▸ **Problems to solve**
[a] According to the Flyers article, how many junior players were invited to an NHL training camp following the lockout?
[b] Using the Flyers article, state whether each statement agrees with it, answering yes or no and quoting the deciding words: (i) Boucher's permanent residence is in Haddonfield. (ii) Boucher will compete with Michael Leighton for the backup job. (iii) Briere injured his wrist in Germany.

--- Selected passage Enclosed Below ---

Alt, 21, is a junior at University of Minnesota. Holmgren personally scouted the former second-round pick (53rd overall, 2010) at his own alma mater. The Flyers love Alt's athleticism. He was a former star quarterback in high school and his father, John, was a former two-time Pro Bowl left tackle for the Kansas City Chiefs.
"Alt is 6-3, he can skate, he's playing in a good program on a good team," Holmgren said. "We've liked him. He's a good, young prospect."
It's also a win for Boucher, who makes his permanent residence in nearby Haddonfield. Carolina suspended him without pay during the lockout for a shoulder injury sustained while playing with his kids in a swimming pool over the summer. He is completely healthy now thanks to the lengthy lockout.
Boucher, 36, will not have the opportunity to compete with Michael Leighton for the backup job. He'll be sent to Adirondack once he clears his physical and waivers, waiting for a chance to make his mark in the NHL again.
Holmgren said him and goaltending coach Jeff Reese thought it would be best for Ilya Bryzgalov and Leighton to receive as many shots in training camp as possible to sharpen up.
"The writing was on the wall. They told me to hang tight, stay at home," Boucher explained. "Maybe it is a blessing in disguise. I'm sure a lot of people are scratching their heads, with the Flyers bringing me back. The Flyers have always been good to me. There's a lot to play for."
Scott Laughton, the Flyers' first-round pick last June, was thrown right into the fire on Sunday in his first training camp with the team. Laughton, 18, was a surprise audition to the training camp roster in this abbreviated tryout, with most coaches not wanting to give up reps for veterans to players who may not make the team.
Instead, as the Daily News reported on Friday, the Flyers are giving Laughton every opportunity to start the season with the big club.
Laughton skated on a line with Matt Read and Wayne Simmonds, already supplanting competitors Tom Sestito, Eric Wellwood and Jody Shelley on Day 1. Since Danny Briere (more below) said he is doubtful for Saturday's opener, Laughton's probability of sticking with the team has skyrocketed.
Laughton is one of only 17 junior players to be invited to an NHL training camp following the lockout - and Scott Hartnell has invited Laughton to bunk in with him during camp. Holmgren confirmed Laughton can play a maximum of five games with the Flyers before they need to make a decision to send him back to OHL Oshawa or burn a year of his entry-level contract.
"I thought Scott did a nice job out there," coach Peter Laviolette said. "He's a smart kid, smart two-way player, and he didn't seem out of place."
Danny Briere will be examined by a team doctor on Monday to survey the full extent of the damage.
Briere hurt his wrist on an awkward check in Germany on Dec. 28; he has not skated in nearly 2 weeks.

--- End of Enclosed Selected passage ---
--- Records supplied Enclosed Below ---

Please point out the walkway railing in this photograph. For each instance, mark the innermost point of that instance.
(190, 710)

--- End of Enclosed Records supplied ---
--- Records supplied Enclosed Below ---

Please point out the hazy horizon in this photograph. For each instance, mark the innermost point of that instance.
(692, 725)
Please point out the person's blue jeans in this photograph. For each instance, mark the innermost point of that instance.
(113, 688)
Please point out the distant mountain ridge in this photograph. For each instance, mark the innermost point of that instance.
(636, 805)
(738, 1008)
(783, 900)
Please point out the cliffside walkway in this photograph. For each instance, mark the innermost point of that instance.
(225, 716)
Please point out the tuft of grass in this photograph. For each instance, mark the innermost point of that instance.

--- End of Enclosed Records supplied ---
--- Records supplied Enclosed Below ---

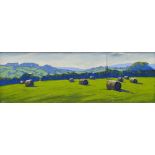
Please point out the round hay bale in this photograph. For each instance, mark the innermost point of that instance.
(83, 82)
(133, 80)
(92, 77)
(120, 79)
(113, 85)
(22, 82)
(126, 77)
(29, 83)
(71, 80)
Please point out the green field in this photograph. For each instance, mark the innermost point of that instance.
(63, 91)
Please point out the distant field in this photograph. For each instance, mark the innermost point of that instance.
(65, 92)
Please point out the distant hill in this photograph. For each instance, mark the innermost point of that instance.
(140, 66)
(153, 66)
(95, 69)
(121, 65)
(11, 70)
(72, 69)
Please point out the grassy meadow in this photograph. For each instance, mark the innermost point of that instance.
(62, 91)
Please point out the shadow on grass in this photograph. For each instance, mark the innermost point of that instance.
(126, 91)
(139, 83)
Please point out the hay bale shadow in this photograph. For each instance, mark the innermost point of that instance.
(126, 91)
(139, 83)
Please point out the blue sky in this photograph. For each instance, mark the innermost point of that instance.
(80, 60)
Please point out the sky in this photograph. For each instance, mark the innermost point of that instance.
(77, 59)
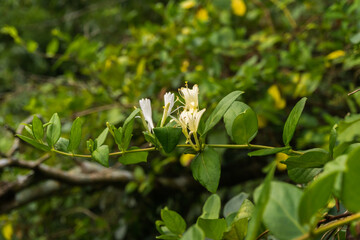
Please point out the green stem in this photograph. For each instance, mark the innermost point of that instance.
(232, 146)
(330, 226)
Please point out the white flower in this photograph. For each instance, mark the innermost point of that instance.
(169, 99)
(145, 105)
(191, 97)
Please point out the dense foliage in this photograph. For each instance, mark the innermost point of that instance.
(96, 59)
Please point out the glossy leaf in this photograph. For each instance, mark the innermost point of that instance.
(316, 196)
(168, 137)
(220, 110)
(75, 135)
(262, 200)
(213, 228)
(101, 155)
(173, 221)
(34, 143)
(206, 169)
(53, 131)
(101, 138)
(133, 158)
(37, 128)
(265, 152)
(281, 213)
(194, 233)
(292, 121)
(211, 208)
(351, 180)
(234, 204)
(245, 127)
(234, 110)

--- End of Enclosed Records supplied ---

▸ **List of answers**
[a] Only 17 junior players, Laughton among them.

[b]
(i) Yes: "who makes his permanent residence in nearby Haddonfield"
(ii) No: "will not have the opportunity to compete with Michael Leighton for the backup job"
(iii) Yes: "Briere hurt his wrist on an awkward check in Germany on Dec. 28"